Problem to work on – Below is some material. Copy out word for word the lines beginning with the one that contains "Please drop a marker on the metal" and continuing through the one that contains "Please drop a marker on the white", both included, and nothing else.

-------- Task inputs

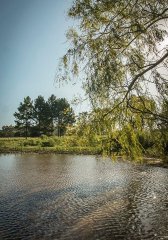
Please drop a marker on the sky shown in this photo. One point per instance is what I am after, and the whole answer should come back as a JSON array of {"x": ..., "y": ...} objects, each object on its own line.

----------------
-------- Task inputs

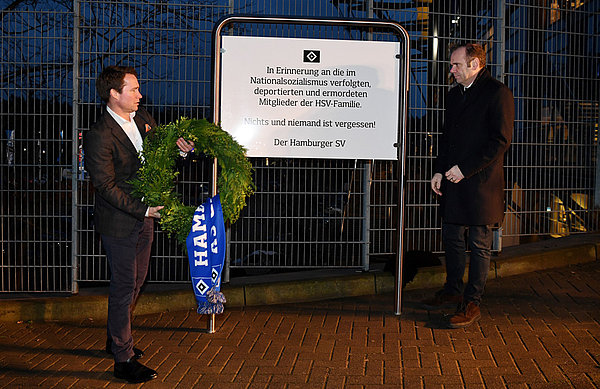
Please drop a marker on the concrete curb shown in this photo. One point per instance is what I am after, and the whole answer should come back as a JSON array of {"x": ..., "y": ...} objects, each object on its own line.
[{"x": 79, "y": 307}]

----------------
-------- Task inputs

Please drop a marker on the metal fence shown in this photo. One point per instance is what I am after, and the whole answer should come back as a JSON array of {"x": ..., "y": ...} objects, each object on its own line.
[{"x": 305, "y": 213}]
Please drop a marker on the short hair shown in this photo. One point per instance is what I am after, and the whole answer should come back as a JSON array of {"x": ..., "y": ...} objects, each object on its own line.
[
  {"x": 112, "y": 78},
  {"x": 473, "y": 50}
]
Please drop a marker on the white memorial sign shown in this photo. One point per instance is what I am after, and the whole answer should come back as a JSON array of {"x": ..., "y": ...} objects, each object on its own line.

----------------

Task solution –
Please drop a marker on the metal fence shown in this photo. One point per instance is what I am after, and the whole answer should come back as a JSON array of {"x": ..., "y": ...} objects, each object on its own line.
[{"x": 305, "y": 213}]
Please drop a marker on the short hair shown in this photo. One point per instance is what I am after, and the whole answer should come back as a JSON array of {"x": ..., "y": ...} objects, each object on its own line.
[
  {"x": 112, "y": 78},
  {"x": 473, "y": 50}
]
Please drop a marker on the white memorial sign shown in this photo. One point per instance is what I am after, and the whole answer should come back as a JSON array of {"x": ..., "y": ...} objects, each object on its own line.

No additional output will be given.